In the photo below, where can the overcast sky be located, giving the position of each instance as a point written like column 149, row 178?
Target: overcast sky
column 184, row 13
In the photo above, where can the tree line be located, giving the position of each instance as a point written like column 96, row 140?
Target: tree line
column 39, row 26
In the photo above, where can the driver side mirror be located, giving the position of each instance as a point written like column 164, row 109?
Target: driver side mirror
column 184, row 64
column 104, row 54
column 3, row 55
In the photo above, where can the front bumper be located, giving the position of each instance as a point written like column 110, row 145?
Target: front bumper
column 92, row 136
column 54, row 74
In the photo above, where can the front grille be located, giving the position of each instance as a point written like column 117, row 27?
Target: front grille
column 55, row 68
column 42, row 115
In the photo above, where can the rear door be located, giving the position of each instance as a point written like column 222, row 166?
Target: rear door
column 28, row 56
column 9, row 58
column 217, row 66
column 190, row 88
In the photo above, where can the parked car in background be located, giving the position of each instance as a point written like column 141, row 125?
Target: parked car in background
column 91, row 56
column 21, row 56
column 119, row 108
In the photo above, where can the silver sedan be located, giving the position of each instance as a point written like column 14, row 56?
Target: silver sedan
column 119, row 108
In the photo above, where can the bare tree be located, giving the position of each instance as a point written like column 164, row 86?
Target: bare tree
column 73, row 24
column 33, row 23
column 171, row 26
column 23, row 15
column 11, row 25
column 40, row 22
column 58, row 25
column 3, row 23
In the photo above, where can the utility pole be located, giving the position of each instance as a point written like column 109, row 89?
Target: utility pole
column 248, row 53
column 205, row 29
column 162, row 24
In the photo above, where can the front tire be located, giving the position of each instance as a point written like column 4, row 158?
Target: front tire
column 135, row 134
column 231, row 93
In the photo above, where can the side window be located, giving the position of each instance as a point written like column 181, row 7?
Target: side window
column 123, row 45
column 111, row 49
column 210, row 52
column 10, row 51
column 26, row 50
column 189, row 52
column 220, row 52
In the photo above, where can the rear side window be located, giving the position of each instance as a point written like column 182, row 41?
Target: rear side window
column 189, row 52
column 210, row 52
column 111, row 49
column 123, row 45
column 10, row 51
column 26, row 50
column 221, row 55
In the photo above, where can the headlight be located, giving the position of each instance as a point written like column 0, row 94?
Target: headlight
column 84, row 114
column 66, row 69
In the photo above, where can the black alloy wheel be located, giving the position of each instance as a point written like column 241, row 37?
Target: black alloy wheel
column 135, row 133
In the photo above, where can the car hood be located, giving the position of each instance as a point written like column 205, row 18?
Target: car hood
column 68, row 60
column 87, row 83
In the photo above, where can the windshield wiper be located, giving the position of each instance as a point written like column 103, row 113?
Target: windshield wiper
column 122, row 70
++++++++++
YOUR GOAL ->
Using only the listing above, restate exactly the lines from the line containing "Target: overcast sky" through the line containing "In the photo above, where can the front bumper", both included.

RESULT OF THIS EXERCISE ->
Target: overcast sky
column 184, row 13
In the photo above, where can the tree line be located, giving the position of each instance as a point written like column 96, row 140?
Target: tree line
column 39, row 26
In the photo above, where can the driver side mirror be located, giving the position of each instance as a point written like column 164, row 109?
Target: driver side mirror
column 184, row 64
column 104, row 54
column 3, row 55
In the photo above, where can the front bumper be located, giving the position of each instance as a point written like column 110, row 145?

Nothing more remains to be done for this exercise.